→ **Given request**
Reproduce the listing below line for line, keeping every word, number and comma unchanged.

→ **Record extracts**
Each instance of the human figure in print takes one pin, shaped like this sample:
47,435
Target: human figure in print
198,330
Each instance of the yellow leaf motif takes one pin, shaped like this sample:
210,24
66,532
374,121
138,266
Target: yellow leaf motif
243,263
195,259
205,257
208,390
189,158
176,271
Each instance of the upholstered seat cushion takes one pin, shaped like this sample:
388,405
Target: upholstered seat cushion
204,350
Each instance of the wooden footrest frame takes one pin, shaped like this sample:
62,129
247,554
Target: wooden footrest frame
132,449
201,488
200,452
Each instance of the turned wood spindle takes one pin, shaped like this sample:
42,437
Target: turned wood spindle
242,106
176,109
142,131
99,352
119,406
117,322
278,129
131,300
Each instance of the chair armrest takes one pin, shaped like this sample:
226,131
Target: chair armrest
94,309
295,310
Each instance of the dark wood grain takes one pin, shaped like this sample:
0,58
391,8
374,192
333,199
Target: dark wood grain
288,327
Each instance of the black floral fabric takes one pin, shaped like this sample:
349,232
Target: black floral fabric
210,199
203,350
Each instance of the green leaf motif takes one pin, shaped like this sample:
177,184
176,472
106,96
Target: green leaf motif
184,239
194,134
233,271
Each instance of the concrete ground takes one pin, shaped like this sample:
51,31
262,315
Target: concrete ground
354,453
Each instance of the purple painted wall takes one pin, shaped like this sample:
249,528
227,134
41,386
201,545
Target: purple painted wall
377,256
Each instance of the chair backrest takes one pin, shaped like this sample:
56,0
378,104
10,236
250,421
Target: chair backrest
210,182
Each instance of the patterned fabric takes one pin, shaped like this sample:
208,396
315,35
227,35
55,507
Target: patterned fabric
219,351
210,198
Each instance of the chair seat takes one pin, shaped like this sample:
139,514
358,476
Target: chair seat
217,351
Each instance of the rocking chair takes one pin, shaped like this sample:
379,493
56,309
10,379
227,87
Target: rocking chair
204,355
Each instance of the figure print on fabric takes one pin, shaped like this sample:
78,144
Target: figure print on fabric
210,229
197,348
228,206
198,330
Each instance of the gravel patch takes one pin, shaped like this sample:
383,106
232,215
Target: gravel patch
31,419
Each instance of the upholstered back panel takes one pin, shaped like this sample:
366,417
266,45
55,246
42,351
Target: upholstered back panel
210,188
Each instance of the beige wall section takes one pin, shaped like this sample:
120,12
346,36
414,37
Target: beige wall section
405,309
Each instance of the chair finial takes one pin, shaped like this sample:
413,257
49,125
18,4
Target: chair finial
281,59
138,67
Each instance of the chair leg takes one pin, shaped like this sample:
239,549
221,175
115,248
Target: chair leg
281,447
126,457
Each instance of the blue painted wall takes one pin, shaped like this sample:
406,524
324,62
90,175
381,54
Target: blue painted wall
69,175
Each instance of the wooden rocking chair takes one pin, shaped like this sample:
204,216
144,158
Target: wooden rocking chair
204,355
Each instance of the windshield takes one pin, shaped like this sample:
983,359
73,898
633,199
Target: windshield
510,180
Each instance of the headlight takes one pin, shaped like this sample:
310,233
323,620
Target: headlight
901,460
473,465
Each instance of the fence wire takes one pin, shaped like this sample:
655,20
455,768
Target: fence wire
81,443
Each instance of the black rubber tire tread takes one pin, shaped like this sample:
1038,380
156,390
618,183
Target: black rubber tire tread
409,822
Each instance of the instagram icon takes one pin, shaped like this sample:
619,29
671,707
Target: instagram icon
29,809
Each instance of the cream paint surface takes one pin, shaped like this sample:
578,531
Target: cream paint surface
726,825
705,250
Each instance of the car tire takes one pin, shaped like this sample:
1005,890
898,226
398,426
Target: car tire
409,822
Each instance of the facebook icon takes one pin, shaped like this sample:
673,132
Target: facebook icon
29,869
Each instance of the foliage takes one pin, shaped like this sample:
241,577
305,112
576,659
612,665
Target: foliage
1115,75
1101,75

→ **Expected answer**
Each instance of the human figure in print takes one pin, shaped like this sample:
47,435
Target: human figure in print
198,330
Each instance of the yellow leaf motif takes one pin, shaped like this sample:
210,24
66,532
374,121
138,266
Target: yellow leaf motif
243,263
195,259
205,257
208,390
189,158
176,271
Each instance of the upholstered seat cushion takes one pin, shaped like this sample:
388,405
Target: upholstered seat cushion
204,350
Each instance of the wooden footrest frame takes one pin, shaped like this sample:
62,129
247,554
Target: wooden footrest frame
132,449
201,488
200,452
Each instance of the turned wood spindle takes one pin, shaped like this sample:
42,437
Target: turned wood spindle
242,106
176,109
142,131
99,352
119,406
117,322
278,129
131,300
Each instance of the chair armrest takes one pin, shaped like this sample:
226,131
Target: chair armrest
94,309
295,310
Each instance of the dark wood grain takes one pin, shaped like this sample:
0,58
391,8
374,192
333,199
Target: dark wood grain
288,327
Each instance of the black floral fabric takes one pin, shaped like this sample:
349,232
Target: black floral fabric
210,199
203,350
Each instance of the green leaf motif takes one pin, shaped like this sample:
177,184
176,472
106,96
Target: green leaf motif
184,239
194,134
233,271
Each instance of the concrete ground takes one pin, shaped like this sample:
51,31
262,315
Target: concrete ground
354,453
Each instance of the purple painted wall takes one pin, shaped like this sample:
249,528
227,134
41,386
201,545
Target: purple painted wall
377,256
Each instance of the chair backrest takes one pin, shaped like this sample:
56,0
378,104
10,236
250,421
Target: chair backrest
210,182
Each instance of the patterned fabric takes one pin, shaped like this sample:
208,396
315,35
227,35
55,507
Target: patterned fabric
219,351
210,198
Each instance of the chair seat takes one pin, shaped like this sample:
139,514
358,476
Target: chair seat
217,351
Each instance of the rocking chair takes one pin, shaped like this sample:
379,493
56,309
10,379
227,87
Target: rocking chair
204,355
Each instance of the figure print on fabric takes one pin, shaped like this sample:
78,144
Target: figure print on fabric
210,229
197,348
228,206
198,330
Each instance of the gravel patch takes one pin, shaped like this sample:
383,106
232,215
Target: gravel patch
31,419
Each instance of the upholstered back panel takes one pin, shaped like this sample:
366,417
266,45
55,246
42,351
Target: upholstered back panel
210,188
Each instance of the beige wall section takes one pin, shaped like this sample:
120,12
346,36
414,37
Target: beige wall section
405,309
Each instance of the chair finial takes one pin, shaped like this sample:
413,257
49,125
18,4
Target: chair finial
281,59
138,67
Each instance of the chair leg takes one pin, shaped like this sample:
239,549
221,175
115,248
Target: chair leg
281,447
126,457
Each instance of the blue painted wall takes one pin, shaped like this sample:
406,524
324,62
90,175
381,54
Target: blue painted wall
69,175
Each instance of the wooden rocking chair takes one pin, shaped like this sample:
204,216
144,158
Target: wooden rocking chair
204,355
Each instance of the windshield takes one pin, shaped like this sample:
983,359
73,898
633,199
Target: windshield
510,180
Each instance of the headlight takes one pin, shaped like this sample:
310,233
323,620
Target: headlight
901,460
473,465
Each instance of the fence wire takes one pin, shaped like this sample:
655,20
455,768
Target: fence wire
81,443
Each instance of the black rubber tire tread takes one pin, shaped like this sample:
1038,380
156,390
618,183
Target: black rubber tire tread
409,822
Each instance of the instagram icon takes one pin, shaped like this sample:
619,29
671,707
Target: instagram icon
29,809
Each instance of the cream paint surface takes one pin, shaped like this sample:
578,531
Target: cream paint surface
726,825
705,250
Each instance of the car tire takes one pin, shaped like this sample:
1005,890
898,226
398,426
Target: car tire
409,822
Each instance of the facebook icon takes one pin, shaped like this sample:
673,132
Target: facebook icon
29,869
Each instance of the foliage takes one pin, shaped like this sample:
241,577
305,112
576,659
612,665
Target: foliage
1115,75
1101,75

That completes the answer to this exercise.